▶ Dataset excerpts on object pointing:
## START

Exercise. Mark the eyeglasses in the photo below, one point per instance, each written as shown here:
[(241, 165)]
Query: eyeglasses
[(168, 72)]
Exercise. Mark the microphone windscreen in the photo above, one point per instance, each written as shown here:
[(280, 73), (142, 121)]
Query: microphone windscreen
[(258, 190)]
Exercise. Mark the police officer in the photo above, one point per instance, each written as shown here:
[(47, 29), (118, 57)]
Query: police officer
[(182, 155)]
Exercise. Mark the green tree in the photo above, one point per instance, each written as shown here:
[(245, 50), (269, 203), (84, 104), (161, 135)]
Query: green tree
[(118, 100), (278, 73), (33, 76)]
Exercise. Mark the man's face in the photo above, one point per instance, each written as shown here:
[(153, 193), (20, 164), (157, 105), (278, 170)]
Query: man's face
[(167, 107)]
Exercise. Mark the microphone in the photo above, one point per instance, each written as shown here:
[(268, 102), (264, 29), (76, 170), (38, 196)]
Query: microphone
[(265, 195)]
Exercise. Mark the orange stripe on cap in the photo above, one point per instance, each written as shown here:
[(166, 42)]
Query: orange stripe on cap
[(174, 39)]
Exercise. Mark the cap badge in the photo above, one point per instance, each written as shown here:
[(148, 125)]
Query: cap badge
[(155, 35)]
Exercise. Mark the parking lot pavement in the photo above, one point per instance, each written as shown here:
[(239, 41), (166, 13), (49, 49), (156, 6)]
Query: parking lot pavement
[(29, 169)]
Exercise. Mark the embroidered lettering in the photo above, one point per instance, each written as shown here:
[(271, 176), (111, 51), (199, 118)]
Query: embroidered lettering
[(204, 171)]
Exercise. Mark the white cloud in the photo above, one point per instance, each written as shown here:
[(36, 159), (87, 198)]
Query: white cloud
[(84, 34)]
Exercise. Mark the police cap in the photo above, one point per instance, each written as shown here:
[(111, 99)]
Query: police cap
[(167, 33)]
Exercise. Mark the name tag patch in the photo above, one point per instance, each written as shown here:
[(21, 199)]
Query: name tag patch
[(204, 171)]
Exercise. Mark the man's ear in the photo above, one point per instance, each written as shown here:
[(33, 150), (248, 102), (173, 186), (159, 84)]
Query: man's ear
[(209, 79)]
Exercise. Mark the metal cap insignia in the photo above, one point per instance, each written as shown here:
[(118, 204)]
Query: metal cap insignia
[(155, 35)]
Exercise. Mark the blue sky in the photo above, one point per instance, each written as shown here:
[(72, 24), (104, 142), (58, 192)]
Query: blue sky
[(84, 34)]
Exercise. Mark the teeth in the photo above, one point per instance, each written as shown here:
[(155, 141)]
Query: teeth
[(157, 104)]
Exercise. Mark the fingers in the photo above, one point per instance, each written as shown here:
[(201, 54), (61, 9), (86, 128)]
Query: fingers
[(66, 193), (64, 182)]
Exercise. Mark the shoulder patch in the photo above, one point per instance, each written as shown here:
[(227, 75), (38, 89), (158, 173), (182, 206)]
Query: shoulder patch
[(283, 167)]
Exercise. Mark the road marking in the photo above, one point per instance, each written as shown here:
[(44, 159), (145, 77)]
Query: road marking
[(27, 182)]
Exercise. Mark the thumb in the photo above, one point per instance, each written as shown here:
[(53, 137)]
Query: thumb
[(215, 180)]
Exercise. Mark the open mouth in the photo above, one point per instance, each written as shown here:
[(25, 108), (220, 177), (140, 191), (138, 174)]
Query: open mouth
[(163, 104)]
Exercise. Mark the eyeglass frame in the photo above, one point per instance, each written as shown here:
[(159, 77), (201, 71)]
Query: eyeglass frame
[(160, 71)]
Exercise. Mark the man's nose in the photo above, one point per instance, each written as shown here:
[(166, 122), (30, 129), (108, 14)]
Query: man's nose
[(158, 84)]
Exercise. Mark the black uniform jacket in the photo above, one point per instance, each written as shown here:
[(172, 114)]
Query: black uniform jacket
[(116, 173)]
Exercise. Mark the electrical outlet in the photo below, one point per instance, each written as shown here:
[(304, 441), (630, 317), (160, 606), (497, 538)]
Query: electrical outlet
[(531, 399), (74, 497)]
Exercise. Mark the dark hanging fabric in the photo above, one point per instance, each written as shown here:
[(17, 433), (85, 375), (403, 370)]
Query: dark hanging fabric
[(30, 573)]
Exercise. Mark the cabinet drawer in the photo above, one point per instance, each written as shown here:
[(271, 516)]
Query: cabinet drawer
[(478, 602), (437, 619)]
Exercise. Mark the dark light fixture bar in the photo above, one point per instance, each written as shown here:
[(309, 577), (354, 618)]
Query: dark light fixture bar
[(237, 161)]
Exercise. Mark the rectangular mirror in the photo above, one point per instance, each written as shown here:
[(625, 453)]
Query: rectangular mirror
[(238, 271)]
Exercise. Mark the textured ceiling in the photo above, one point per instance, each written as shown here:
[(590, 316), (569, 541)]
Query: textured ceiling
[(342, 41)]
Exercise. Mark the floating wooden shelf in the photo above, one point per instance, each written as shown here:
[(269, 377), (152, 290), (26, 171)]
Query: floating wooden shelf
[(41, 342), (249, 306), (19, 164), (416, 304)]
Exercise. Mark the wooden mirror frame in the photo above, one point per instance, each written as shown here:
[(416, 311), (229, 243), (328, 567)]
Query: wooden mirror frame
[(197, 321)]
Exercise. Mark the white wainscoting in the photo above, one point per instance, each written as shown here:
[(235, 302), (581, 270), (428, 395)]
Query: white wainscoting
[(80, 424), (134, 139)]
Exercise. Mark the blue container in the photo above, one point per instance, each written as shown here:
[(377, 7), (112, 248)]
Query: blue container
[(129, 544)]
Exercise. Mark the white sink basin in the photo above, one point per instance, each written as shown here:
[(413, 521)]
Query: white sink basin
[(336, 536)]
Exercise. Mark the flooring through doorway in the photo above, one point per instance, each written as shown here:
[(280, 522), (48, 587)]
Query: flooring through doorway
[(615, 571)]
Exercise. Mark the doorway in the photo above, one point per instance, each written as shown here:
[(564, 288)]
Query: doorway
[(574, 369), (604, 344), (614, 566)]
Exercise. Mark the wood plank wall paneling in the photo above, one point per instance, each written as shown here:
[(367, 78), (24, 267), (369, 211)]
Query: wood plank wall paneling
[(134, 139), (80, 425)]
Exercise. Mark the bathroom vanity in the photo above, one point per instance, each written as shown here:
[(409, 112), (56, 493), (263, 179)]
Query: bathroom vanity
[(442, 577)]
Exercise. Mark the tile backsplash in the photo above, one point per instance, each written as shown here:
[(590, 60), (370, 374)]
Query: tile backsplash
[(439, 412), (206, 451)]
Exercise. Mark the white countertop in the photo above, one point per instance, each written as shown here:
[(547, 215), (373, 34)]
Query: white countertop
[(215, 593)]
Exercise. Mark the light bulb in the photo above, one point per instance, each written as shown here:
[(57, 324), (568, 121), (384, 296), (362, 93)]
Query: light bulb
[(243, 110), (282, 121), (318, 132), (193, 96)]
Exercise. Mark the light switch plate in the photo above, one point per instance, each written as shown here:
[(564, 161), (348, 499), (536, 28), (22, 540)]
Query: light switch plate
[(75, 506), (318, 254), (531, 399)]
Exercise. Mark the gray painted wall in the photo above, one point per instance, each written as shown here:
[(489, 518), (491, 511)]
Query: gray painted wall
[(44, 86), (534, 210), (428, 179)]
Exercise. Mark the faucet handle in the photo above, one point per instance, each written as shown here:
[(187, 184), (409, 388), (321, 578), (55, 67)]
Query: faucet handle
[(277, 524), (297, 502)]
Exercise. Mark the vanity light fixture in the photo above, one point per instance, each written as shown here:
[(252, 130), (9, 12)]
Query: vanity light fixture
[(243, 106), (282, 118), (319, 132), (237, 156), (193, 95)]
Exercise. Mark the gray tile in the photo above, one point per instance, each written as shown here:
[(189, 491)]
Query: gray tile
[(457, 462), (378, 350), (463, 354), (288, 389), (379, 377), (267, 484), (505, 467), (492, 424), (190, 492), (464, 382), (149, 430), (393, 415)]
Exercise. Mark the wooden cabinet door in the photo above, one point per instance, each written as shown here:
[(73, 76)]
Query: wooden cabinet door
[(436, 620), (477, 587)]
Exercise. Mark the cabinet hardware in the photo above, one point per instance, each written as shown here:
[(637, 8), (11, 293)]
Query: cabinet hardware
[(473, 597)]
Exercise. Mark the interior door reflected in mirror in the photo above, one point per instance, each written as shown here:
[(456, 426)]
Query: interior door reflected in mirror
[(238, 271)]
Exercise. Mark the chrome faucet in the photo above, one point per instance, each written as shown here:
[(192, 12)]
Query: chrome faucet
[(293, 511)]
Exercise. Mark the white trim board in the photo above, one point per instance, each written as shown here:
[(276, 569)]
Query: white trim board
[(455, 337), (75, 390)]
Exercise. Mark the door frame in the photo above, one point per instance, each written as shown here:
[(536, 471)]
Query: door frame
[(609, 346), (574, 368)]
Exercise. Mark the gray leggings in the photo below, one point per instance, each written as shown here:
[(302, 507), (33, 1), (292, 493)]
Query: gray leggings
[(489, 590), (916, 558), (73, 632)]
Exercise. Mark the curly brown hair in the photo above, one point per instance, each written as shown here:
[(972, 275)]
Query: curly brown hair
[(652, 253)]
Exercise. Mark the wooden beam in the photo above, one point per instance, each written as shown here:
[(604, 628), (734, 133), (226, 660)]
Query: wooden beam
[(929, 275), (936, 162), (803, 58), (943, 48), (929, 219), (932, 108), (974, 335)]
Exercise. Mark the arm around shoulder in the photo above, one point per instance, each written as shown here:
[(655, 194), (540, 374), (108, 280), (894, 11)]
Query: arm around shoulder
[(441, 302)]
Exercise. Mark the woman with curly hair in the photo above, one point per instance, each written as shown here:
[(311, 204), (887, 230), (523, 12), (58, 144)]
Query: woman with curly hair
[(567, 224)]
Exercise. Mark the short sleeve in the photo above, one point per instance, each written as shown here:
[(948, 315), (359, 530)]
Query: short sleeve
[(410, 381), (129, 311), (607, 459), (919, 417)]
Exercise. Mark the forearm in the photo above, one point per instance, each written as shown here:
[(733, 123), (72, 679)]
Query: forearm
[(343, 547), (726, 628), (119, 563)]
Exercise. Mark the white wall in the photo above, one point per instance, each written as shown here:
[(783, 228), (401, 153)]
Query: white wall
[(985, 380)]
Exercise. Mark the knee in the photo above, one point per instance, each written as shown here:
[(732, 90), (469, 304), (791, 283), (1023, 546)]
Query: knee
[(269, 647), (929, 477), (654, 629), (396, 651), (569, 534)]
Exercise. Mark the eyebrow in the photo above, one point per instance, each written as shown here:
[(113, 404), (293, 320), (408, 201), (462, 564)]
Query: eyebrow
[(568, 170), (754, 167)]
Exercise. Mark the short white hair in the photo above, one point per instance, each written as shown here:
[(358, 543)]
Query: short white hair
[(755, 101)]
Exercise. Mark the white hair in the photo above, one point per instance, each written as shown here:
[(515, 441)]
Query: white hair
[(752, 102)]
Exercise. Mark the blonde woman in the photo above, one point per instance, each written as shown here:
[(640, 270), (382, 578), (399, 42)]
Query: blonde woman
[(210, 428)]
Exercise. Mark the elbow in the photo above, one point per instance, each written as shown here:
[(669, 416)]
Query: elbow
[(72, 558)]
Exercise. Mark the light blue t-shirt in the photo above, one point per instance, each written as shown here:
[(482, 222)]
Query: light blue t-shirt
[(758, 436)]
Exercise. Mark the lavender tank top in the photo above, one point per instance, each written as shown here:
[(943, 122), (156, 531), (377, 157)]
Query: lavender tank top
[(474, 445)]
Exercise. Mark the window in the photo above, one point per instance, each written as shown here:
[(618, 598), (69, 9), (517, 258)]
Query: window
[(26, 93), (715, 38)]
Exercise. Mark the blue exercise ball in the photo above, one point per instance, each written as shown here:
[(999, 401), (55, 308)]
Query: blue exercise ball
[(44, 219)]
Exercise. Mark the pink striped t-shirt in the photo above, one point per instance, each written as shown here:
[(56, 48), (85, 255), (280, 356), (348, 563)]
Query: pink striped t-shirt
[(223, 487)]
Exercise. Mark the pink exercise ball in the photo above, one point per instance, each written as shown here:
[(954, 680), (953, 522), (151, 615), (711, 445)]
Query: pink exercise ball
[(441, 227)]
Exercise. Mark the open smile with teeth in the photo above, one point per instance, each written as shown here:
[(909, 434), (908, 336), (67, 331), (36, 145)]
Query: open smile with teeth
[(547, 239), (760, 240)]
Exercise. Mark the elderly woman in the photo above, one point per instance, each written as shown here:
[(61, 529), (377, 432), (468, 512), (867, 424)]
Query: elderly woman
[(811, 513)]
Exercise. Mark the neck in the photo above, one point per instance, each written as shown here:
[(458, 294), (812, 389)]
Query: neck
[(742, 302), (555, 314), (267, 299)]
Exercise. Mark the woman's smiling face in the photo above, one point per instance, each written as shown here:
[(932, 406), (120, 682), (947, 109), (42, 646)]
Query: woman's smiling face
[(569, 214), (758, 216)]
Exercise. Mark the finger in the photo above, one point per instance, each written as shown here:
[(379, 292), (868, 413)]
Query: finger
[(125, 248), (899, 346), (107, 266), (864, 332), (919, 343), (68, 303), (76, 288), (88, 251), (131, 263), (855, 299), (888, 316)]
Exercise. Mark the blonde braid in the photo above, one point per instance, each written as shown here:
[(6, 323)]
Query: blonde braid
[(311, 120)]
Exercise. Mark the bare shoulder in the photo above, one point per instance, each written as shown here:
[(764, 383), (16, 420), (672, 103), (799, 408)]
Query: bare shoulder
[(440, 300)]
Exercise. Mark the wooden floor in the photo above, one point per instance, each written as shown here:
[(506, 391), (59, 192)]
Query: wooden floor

## END

▶ Short exercise:
Reproduce everything in the data from the line containing "Exercise. Mark the open smile" down to the line containing "[(742, 302), (555, 314), (267, 299)]", both lines included and requests kept, and nothing outside that span. Increase every coordinate in the answers by 34, leaving the coordinates in the requests and their format samples unchanged.

▶ Solution to this task:
Exercise. Mark the open smile with teeth in the photo above, one point per instance, each written as shown here:
[(909, 434), (908, 336), (67, 331), (36, 145)]
Query: open smile with teeth
[(581, 273), (794, 274)]
Exercise. Mark the elderly woman in the photo above, one point per instance, each written as shown here:
[(61, 529), (377, 432), (468, 512), (867, 424)]
Query: elderly woman
[(845, 547)]
Exercise. Mark the neck in the photo above, one point per instance, each written as shown here:
[(458, 294), (812, 389)]
Query: neck
[(776, 336), (589, 348), (301, 333)]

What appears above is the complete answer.